§ **Work required**:
Please pick up the Dreadmoor demo write-up after its final sentence and keep it going.

§ **Source extract**:
START

Because I am controlling a fella, with hands that can do work, there is significantly more mechanical density to Dreadmoor than I expected. It's very tactile. I wake up in the swamp, my boat's broken. So I step out of the cabin, bust out a grappling hook, fire at a nearby crate, and reel it in to acquire metal scrap for the repair. The repair itself is accomplished via timed button presses. Actual fishing is similar - I cast out at a distance, and I can wiggle the hook around in the water by gently clicking it in to entice a catch. Crafting takes place on a big table with all my ingredients spread out and a worn recipe book telling me what to click and drag where to make the thing I'm making. I physically pick up and drag a gas nozzle from a pump to my boat to fill it with fuel. Everything about Dreadmoor is crunchy, clanky, clunky, crispy, or some combination of those, really selling the old sea shantiness of it all.
My demo took place very early in the game, which means my boat was appropriately slow and scrappy. I've been promised aid escaping this watery hellhole if I sufficiently contribute to the local economy by selling my catch to a crusty fish mutant merchant pair named Gill and (his…pet? second head?) Betsy. Gill is evasive about what's really going on here, and Betsy entirely unhelpful, so off I chug in my clunker. I start with the small fry, worth barely anything, which I am instructed to grind up into bait and then use to catch bigger, more Lovecraftian horrors. Lures, too, can be crafted with scrap bits I find in crates out on the waters and used to target specific fish, with factors such as what lure and bait I use and how I jerk my rod around contributing to who comes to supper in each school.

END

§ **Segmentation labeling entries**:
START

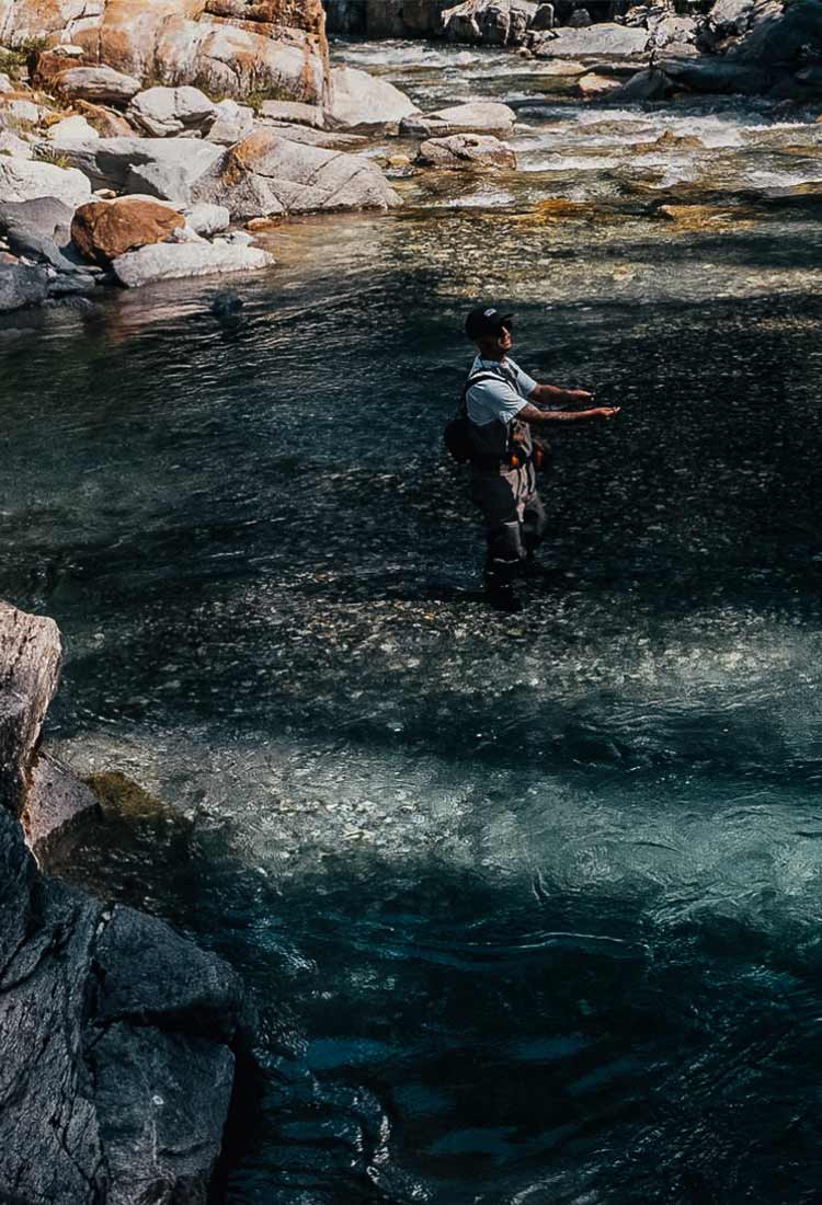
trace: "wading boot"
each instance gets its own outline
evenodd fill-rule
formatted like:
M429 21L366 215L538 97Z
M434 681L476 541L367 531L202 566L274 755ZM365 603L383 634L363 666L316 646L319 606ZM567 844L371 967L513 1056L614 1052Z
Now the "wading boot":
M522 602L513 593L513 587L507 583L488 586L486 601L495 611L505 611L507 615L518 615L522 611Z
M519 576L524 577L527 582L545 582L548 577L553 577L554 572L554 569L535 560L533 556L526 557L519 566Z

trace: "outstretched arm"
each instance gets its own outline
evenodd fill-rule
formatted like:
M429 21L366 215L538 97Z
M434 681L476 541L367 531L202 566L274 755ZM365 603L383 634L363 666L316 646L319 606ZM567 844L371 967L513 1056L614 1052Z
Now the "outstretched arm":
M532 394L533 396L534 394ZM591 394L586 394L586 396L589 398ZM588 410L540 410L538 406L526 402L517 418L523 423L535 425L540 423L577 423L586 418L613 418L615 415L620 413L620 406L594 406Z
M528 395L528 400L541 406L563 406L568 402L586 406L591 405L594 395L585 389L560 389L556 384L538 384L534 392Z

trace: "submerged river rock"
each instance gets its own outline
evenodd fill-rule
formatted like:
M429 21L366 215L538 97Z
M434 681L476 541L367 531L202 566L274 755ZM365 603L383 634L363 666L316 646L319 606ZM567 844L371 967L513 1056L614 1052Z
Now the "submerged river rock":
M336 53L425 113L516 104L518 170L275 228L230 325L165 283L4 330L0 590L69 641L47 736L165 805L60 871L253 986L233 1205L810 1203L820 127ZM486 298L623 407L557 439L515 621L441 448Z

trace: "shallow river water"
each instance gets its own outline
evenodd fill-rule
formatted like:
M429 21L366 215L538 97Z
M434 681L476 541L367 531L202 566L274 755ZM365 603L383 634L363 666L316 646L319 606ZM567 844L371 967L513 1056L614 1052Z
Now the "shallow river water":
M539 101L521 170L275 230L236 329L194 282L0 333L48 740L162 801L60 871L252 986L233 1205L818 1201L822 127L337 54ZM515 618L440 448L485 298L623 407L556 440Z

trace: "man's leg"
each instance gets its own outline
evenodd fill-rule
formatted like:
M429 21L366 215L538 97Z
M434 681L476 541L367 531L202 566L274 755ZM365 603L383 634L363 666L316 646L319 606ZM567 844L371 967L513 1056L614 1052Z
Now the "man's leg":
M550 572L534 558L534 553L542 543L547 525L548 519L542 499L536 493L530 494L523 505L522 516L522 542L526 547L522 572L526 577L544 577Z
M533 559L534 552L542 543L545 531L548 525L548 517L539 494L530 494L522 510L522 541L526 546L526 556Z
M516 489L509 477L477 475L471 483L474 501L482 511L486 528L485 581L488 600L503 611L519 611L522 604L512 582L526 556Z

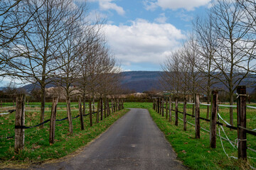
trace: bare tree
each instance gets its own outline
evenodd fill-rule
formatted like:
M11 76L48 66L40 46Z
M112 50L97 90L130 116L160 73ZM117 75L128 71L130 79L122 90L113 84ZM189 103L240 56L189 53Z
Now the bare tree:
M38 10L38 7L40 9ZM41 123L44 120L46 86L51 83L57 67L55 61L62 54L59 48L65 41L65 30L73 24L74 11L72 0L31 0L24 2L24 18L31 21L21 29L22 37L14 42L10 55L20 57L8 64L21 80L41 88ZM19 18L16 18L19 21ZM43 127L43 126L42 126Z
M241 65L237 64L238 67L244 70L250 71L252 74L256 73L255 64L255 50L256 50L256 1L255 0L237 0L237 3L245 11L245 18L240 21L242 27L246 29L250 29L247 33L247 41L249 43L245 43L246 47L244 48L244 52L246 54L245 56L245 62L247 64Z
M75 83L80 73L77 66L80 63L81 52L81 43L84 41L83 33L86 29L86 24L83 22L85 18L83 17L83 5L80 6L79 10L74 10L72 24L68 24L63 30L63 36L65 40L60 46L60 57L57 58L56 65L59 69L56 70L55 82L56 85L62 88L65 91L67 103L67 115L69 123L69 132L73 134L73 123L70 108L70 98L77 94L78 88Z
M31 20L35 13L30 13L27 17L24 16L24 1L21 0L1 0L0 1L0 75L11 76L5 70L9 68L6 62L10 60L18 57L16 55L9 55L9 44L20 38L21 31ZM37 11L41 6L38 6ZM18 21L16 18L19 17Z
M213 64L213 57L216 52L217 38L213 30L213 23L211 14L208 14L204 20L197 18L193 23L193 29L196 33L197 45L194 50L199 53L199 60L196 67L202 76L205 76L206 88L202 89L207 94L207 103L210 102L211 90L213 86L218 81L215 76L218 74ZM206 118L209 118L210 107L207 106Z

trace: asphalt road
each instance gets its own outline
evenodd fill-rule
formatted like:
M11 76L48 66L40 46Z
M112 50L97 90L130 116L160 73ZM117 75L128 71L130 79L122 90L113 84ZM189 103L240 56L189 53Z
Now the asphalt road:
M146 109L132 108L75 157L36 169L187 169Z

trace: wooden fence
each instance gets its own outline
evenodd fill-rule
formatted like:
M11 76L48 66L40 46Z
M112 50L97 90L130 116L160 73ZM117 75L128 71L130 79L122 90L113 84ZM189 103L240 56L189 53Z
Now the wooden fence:
M10 110L8 113L3 113L1 115L9 114L13 112L16 112L15 115L15 135L12 137L7 137L6 139L15 138L14 142L14 151L18 153L19 150L23 149L25 143L25 130L28 128L33 128L36 127L41 126L48 122L50 122L50 135L49 135L49 142L53 144L55 142L55 122L56 121L63 121L67 120L68 118L65 118L61 120L56 120L56 112L57 105L58 103L58 98L53 98L51 106L51 115L50 119L46 120L38 125L34 126L27 127L25 126L25 103L26 103L26 97L25 95L18 95L16 97L16 109ZM104 117L106 118L107 116L110 115L111 113L113 113L116 111L124 109L124 100L119 98L111 98L111 106L110 106L109 99L105 99L103 101L102 98L99 98L97 103L97 111L92 112L92 102L91 100L89 100L89 113L82 114L82 102L81 98L78 100L78 108L79 114L72 119L78 118L80 117L80 126L81 130L85 130L83 117L89 115L90 116L90 126L92 126L92 114L96 114L96 123L99 123L99 119L100 116L100 120L103 119ZM112 108L110 110L110 108ZM112 111L111 111L112 110ZM29 110L28 110L29 111Z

END

§ **Result of the exercise**:
All this prep work leads to the actual fishing minigame, which is similarly tactile. When I get a bite, I hold down the mouse to reel in, while moving the rod left or right opposite where the fish is swimming and watching both the fish's stamina and line tension so I know when to give it some slack. The fish quickly becomes meaningfully more challenging to wrangle, as demonstrated by my steely-eyed focus in trying to reel one in while the people running the demo tried to ask me a question at a critical moment (sorry!). If there's one thing fishing games and minigames alike struggle with, it's difficulty balance and pacing. So many fishing games are way too easy or way too hard at points where you don't expect them to be either. If Dreadmoor can manage a nice, smooth ramp up from walleye to whale shark, it might be a miracle of Cthuhlu.
Everything about Dreadmoor is crunchy, clanky, clunky, crispy, or some combination of those, really selling the old sea shantiness of it all. Where Dreadmoor loses me juuuust a bit is in its relatively flat tone thus far. Look, I only played the first half hour or so. For all I know, it goes places. But to (sorry) compare it with Dredge again, Dredge begins relatively normal: daylight, regular boat, no Lovecraftian horrors. That makes it especially unnerving when you pull in something freaky, or when darkness descends and nightmares begin playing at the edges of your vision. Dreadmoor, from what I saw, was all creepy all the time. There was no hint of a day-night cycle, and no suggestion of biomes that were significantly distinct beyond the swampy bog I started in. As a result, I didn't really jump when giant tentacles flew out of the water to rock my boat; I just assumed they were there the entire time. When everything wants to scare you, nothing does.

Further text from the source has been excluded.